Stated task
Find each line in the records that contains the string "blurred", matching case exactly, and copy those lines.

════════════════

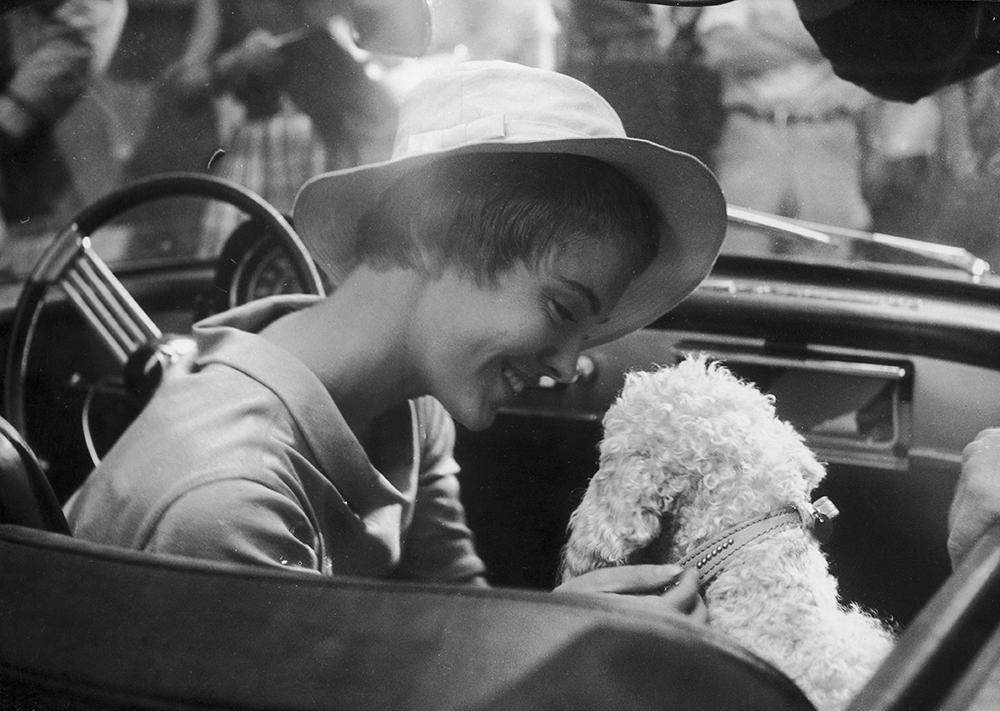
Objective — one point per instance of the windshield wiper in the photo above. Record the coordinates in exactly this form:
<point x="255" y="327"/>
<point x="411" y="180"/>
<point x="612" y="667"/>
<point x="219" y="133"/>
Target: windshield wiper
<point x="824" y="234"/>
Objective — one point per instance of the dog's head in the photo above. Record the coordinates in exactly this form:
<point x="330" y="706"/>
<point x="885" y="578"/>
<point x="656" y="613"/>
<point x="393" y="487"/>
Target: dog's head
<point x="688" y="451"/>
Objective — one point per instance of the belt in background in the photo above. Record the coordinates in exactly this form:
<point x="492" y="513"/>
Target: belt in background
<point x="784" y="117"/>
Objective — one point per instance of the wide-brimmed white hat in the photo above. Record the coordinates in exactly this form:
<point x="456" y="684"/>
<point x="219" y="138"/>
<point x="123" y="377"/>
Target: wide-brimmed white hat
<point x="500" y="107"/>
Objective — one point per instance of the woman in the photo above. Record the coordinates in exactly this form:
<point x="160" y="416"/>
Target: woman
<point x="514" y="225"/>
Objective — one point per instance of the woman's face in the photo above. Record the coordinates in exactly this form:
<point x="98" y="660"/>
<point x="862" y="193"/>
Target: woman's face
<point x="481" y="345"/>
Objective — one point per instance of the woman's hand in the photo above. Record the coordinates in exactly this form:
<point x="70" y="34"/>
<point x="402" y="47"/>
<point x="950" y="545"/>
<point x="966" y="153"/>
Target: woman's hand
<point x="976" y="505"/>
<point x="658" y="588"/>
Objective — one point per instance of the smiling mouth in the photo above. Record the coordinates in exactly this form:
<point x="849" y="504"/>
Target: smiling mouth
<point x="516" y="382"/>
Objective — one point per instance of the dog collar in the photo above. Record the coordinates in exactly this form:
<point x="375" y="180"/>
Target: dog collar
<point x="710" y="558"/>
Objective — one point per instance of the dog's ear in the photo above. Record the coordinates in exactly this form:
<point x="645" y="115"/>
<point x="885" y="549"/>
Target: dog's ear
<point x="620" y="515"/>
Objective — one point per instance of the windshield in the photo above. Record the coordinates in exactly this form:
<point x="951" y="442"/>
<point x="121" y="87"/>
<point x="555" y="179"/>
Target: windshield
<point x="268" y="93"/>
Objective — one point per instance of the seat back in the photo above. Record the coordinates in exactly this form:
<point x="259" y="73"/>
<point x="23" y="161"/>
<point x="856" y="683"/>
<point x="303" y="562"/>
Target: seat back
<point x="26" y="497"/>
<point x="88" y="626"/>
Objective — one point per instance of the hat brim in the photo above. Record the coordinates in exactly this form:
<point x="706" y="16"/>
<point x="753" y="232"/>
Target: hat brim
<point x="329" y="206"/>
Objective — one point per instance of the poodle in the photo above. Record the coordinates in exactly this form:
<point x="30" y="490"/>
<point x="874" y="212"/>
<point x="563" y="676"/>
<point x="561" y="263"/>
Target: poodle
<point x="696" y="468"/>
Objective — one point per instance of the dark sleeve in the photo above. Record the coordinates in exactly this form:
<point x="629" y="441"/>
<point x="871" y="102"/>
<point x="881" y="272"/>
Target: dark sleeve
<point x="903" y="50"/>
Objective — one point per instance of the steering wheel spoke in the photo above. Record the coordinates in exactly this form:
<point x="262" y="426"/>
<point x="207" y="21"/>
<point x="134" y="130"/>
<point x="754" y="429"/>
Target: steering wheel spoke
<point x="70" y="264"/>
<point x="104" y="302"/>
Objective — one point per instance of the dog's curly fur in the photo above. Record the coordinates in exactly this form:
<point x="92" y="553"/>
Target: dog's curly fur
<point x="690" y="450"/>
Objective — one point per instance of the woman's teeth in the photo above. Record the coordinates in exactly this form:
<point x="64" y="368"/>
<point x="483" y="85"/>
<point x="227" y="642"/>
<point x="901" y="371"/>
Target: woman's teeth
<point x="516" y="383"/>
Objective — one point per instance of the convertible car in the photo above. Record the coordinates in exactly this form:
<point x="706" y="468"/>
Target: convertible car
<point x="882" y="348"/>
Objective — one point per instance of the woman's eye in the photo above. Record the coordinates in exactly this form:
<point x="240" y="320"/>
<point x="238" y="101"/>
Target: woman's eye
<point x="562" y="313"/>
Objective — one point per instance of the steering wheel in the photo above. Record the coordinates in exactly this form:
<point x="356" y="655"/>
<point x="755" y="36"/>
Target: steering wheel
<point x="135" y="342"/>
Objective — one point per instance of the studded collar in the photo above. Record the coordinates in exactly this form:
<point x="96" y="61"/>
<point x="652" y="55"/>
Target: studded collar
<point x="711" y="557"/>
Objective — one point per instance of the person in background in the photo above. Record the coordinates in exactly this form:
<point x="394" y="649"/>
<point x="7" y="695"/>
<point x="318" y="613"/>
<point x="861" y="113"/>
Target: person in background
<point x="514" y="224"/>
<point x="522" y="31"/>
<point x="791" y="143"/>
<point x="294" y="97"/>
<point x="49" y="52"/>
<point x="903" y="50"/>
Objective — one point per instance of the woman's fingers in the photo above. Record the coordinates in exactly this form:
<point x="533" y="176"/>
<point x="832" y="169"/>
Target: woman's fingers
<point x="625" y="580"/>
<point x="684" y="597"/>
<point x="658" y="588"/>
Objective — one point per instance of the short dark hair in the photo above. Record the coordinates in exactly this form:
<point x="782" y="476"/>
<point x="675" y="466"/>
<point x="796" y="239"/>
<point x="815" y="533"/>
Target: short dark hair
<point x="486" y="212"/>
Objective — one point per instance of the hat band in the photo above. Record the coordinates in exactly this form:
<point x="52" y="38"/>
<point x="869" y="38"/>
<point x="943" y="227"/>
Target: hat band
<point x="495" y="127"/>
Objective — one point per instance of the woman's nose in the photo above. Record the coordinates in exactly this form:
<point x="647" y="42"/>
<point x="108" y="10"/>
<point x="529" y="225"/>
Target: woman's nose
<point x="560" y="361"/>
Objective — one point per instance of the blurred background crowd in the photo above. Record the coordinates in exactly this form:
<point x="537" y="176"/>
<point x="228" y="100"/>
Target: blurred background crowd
<point x="230" y="87"/>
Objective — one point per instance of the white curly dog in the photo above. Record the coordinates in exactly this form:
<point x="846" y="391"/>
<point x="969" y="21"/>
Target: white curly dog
<point x="696" y="468"/>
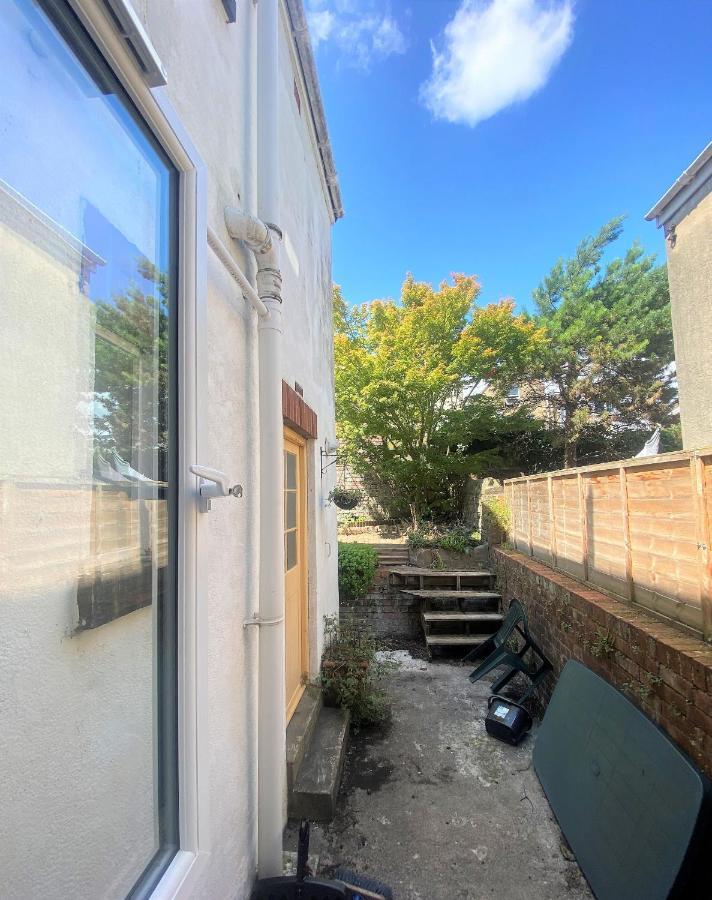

════════════════

Solution
Objective — one point per instance of the blurred background crowd in the photo above. Record the coordinates in exactly this form:
Target: blurred background crowd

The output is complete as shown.